BEGIN Source material

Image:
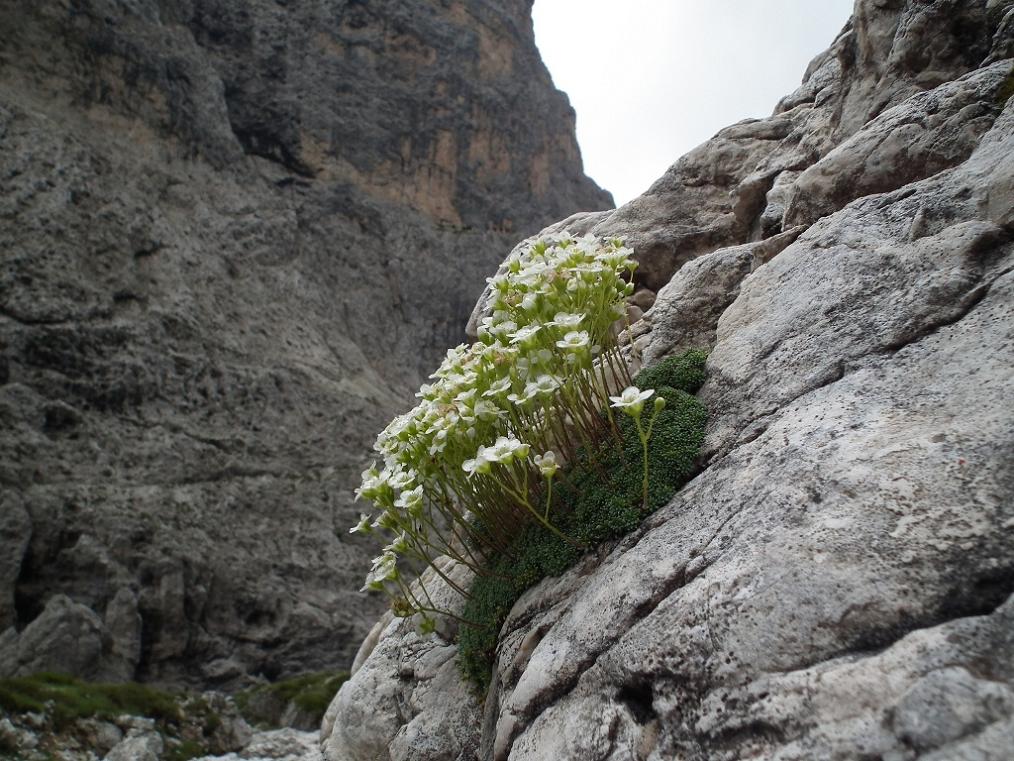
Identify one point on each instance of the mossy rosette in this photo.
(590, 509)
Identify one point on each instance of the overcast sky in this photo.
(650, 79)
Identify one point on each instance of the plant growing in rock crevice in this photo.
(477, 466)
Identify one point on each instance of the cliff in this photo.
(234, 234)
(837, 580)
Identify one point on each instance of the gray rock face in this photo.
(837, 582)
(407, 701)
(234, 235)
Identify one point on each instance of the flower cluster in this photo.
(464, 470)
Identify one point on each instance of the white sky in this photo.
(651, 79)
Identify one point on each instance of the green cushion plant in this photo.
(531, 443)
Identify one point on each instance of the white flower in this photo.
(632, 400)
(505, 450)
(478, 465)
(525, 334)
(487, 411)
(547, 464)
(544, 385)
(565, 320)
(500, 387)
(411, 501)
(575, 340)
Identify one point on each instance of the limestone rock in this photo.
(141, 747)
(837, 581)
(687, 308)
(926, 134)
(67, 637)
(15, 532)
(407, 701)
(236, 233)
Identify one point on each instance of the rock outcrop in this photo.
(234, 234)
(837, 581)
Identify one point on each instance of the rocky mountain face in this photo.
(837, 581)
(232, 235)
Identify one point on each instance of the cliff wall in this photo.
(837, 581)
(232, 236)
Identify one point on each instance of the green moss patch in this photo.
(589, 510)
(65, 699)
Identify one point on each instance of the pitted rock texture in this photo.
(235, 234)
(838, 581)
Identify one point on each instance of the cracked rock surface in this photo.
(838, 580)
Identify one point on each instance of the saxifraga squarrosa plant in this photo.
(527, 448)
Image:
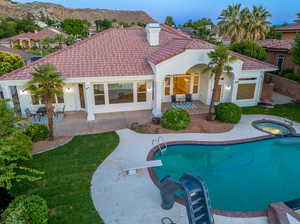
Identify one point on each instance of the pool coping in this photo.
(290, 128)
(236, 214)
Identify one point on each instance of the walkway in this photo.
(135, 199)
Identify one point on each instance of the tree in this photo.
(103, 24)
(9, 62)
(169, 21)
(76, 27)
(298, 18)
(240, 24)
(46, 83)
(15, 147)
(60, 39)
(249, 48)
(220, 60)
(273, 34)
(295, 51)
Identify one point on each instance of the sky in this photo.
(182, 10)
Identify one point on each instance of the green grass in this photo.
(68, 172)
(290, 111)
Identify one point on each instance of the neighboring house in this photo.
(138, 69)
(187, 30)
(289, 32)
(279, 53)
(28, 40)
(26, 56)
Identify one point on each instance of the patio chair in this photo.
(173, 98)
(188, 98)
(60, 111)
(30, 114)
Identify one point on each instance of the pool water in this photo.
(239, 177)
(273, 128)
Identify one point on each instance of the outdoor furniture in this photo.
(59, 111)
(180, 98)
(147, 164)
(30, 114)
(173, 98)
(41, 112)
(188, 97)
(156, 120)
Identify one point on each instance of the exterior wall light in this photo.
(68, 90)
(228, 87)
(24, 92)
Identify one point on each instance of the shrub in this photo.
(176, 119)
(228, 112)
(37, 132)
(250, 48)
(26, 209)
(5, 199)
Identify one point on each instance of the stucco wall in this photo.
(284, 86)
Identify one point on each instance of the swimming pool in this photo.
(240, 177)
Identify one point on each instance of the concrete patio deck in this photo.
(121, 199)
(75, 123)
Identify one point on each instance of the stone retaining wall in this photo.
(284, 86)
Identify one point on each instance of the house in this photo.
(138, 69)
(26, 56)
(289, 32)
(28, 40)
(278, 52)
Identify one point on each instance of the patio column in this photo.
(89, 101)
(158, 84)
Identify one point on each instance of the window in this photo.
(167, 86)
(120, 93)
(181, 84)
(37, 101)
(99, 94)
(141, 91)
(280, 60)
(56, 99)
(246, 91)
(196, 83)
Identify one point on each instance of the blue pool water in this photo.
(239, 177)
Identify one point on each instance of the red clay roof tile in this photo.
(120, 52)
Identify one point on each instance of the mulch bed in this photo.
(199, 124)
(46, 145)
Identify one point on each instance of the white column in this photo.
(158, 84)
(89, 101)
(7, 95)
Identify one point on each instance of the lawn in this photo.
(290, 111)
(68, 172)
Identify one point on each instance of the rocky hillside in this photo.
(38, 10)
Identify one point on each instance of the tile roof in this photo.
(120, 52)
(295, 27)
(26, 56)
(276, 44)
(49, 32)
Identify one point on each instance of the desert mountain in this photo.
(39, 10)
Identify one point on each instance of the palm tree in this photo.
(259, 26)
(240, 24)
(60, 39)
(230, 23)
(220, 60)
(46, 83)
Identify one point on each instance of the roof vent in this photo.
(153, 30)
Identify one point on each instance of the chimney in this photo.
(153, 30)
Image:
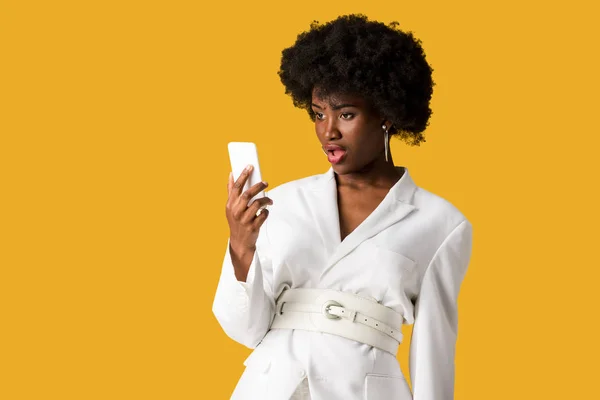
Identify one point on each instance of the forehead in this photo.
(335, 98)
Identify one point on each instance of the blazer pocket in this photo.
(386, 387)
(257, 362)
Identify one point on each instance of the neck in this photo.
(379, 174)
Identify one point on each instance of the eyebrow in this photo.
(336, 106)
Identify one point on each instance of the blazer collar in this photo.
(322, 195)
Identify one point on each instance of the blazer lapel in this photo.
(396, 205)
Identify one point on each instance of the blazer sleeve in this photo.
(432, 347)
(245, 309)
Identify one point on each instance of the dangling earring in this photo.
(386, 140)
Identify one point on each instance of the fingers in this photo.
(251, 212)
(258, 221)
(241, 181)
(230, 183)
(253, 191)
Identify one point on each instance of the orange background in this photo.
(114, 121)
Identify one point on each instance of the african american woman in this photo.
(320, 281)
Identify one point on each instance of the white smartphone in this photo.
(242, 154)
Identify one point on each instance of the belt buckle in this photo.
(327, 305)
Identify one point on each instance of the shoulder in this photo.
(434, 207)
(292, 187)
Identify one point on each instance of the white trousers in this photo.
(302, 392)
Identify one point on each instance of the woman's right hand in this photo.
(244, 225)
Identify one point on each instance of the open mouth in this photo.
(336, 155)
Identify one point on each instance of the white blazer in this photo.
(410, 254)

END Source material

Copy all the records above exactly, but leave out the pictures.

Image:
Identify one point on each instance of the mossy rosette in this photo.
(590, 509)
Identify one point on each instance of the overcast sky in this photo.
(650, 79)
Identify one point on each instance of the plant growing in rock crevice in this photo.
(477, 466)
Identify one point on each instance of the cliff in this photo.
(234, 234)
(837, 580)
Identify one point on each instance of the gray rock face in this photo.
(837, 582)
(407, 701)
(234, 235)
Identify one point on each instance of the flower cluster in this photo.
(464, 470)
Identify one point on each instance of the white sky in this photo.
(651, 79)
Identify one point on each instance of the green cushion plant in this photo.
(531, 443)
Identify one point on each instance of the white flower in this photo.
(632, 400)
(505, 450)
(478, 465)
(525, 334)
(487, 411)
(547, 464)
(544, 385)
(565, 320)
(500, 387)
(411, 501)
(575, 340)
Identify one point on each instance of the limestone rock in this photo.
(141, 747)
(837, 581)
(687, 308)
(926, 134)
(67, 637)
(15, 532)
(407, 701)
(236, 233)
Identify one point on each instance of the rock outcrop in this photo.
(234, 234)
(837, 581)
Identify one point on each instance of the rocky mountain face in this photo.
(837, 581)
(232, 235)
Identify one point on each instance of the cliff wall in this photo.
(837, 581)
(232, 236)
Identify one point on each instance of the green moss patch in this photo.
(589, 510)
(65, 699)
Identify one point on each instance of the pitted rock texture in this photo.
(235, 234)
(838, 581)
Identify one point on each instance of the cracked rock surface in this photo.
(838, 580)
Identify one point on each instance of the saxifraga squarrosa plant in this photo.
(527, 448)
Image:
Identify one point on each instance of the pool coping in this photo.
(290, 128)
(236, 214)
Identify one point on each instance of the walkway in this photo.
(135, 199)
Identify one point on each instance of the tree in this photo.
(103, 24)
(9, 62)
(169, 21)
(76, 27)
(298, 18)
(240, 24)
(46, 83)
(15, 147)
(60, 39)
(249, 48)
(220, 60)
(273, 34)
(295, 51)
Identify one point on each instance of the sky in this photo.
(182, 10)
Identify one point on each instance of the green grass in this photo.
(68, 172)
(290, 111)
Identify one point on each instance of the neighboring house in this photo.
(138, 69)
(187, 30)
(289, 32)
(279, 53)
(28, 40)
(26, 56)
Identify one point on each instance of the patio chair in this photo.
(173, 98)
(188, 98)
(60, 111)
(30, 114)
Identify one point on each instance of the pool water in this photo.
(239, 177)
(273, 128)
Identify one point on each instance of the outdoor furniture in this photo.
(59, 111)
(180, 98)
(147, 164)
(30, 114)
(173, 98)
(41, 112)
(188, 97)
(156, 120)
Identify one point on each instance of the exterior wall light in this photo.
(68, 90)
(228, 87)
(24, 92)
Identify one point on each instance of the shrub in this photo.
(176, 119)
(228, 112)
(37, 132)
(250, 48)
(26, 209)
(5, 199)
Identify one point on each instance of the stucco wall in this photo.
(284, 86)
Identify one point on each instance of the swimming pool in this photo.
(240, 177)
Identify one point on each instance of the concrete patio deck in this photo.
(121, 199)
(75, 123)
Identify one point on each instance of the stone retaining wall in this photo.
(284, 86)
Identify one point on each instance of the house in this photo.
(138, 69)
(26, 56)
(289, 32)
(28, 40)
(278, 52)
Identify one point on each instance of the patio column in this photo.
(89, 101)
(158, 84)
Identify one point on each instance of the window in this photo.
(167, 86)
(120, 93)
(181, 84)
(37, 101)
(99, 94)
(141, 91)
(280, 60)
(56, 99)
(246, 91)
(196, 83)
Identify one point on each instance of the blue pool water in this photo.
(239, 177)
Identify one point on each instance of the red clay roof tile in this photo.
(120, 52)
Identify one point on each instance of the mulch bed in this photo.
(199, 124)
(46, 145)
Identify one point on each instance of the white column in this photo.
(158, 84)
(89, 101)
(7, 95)
Identify one point on each instance of the lawn in this photo.
(290, 111)
(68, 172)
Identify one point on each instance of the rocky hillside in this photo.
(38, 10)
Identify one point on each instance of the tile roof in this photo.
(120, 52)
(295, 27)
(26, 56)
(276, 44)
(49, 32)
Identify one point on each instance of the desert mountain in this photo.
(39, 10)
Identify one point on each instance of the palm tree in this photo.
(259, 26)
(240, 24)
(60, 39)
(230, 23)
(220, 60)
(46, 83)
Identify one point on each instance of the roof vent in this photo.
(153, 30)
Identify one point on each instance of the chimney in this photo.
(153, 30)
Image:
Identify one point on each instance of the forehead in this photo.
(335, 98)
Identify one point on each instance of the blazer pocket in this photo.
(386, 387)
(257, 362)
Identify one point on each instance of the neck in this photo.
(379, 174)
Identify one point on each instance of the eyebrow in this photo.
(336, 106)
Identify one point on each instance of the blazer collar in this photo.
(322, 195)
Identify one point on each instance of the blazer lapel in this photo.
(396, 205)
Identify one point on each instance of the blazer sleeve in this photo.
(432, 347)
(245, 309)
Identify one point on each instance of the dangling earring in this photo.
(386, 140)
Identify one point on each instance of the fingers in this photo.
(251, 212)
(258, 221)
(241, 181)
(230, 183)
(253, 191)
Identify one point on each instance of the orange background in this photo.
(114, 121)
Identify one point on each instance of the african american woman in this photo.
(320, 281)
Identify one point on each instance of the white smartphone in this photo.
(242, 154)
Identify one point on each instance of the belt buckle in this photo.
(327, 305)
Identify one point on each instance of the shoulder in this photo.
(434, 207)
(292, 187)
Identify one point on each instance of the white trousers in this photo.
(302, 392)
Identify one point on each instance of the woman's right hand in this photo.
(244, 225)
Identify one point on each instance of the open mouth in this photo.
(336, 155)
Identify one point on each instance of the white blazer in this photo.
(410, 254)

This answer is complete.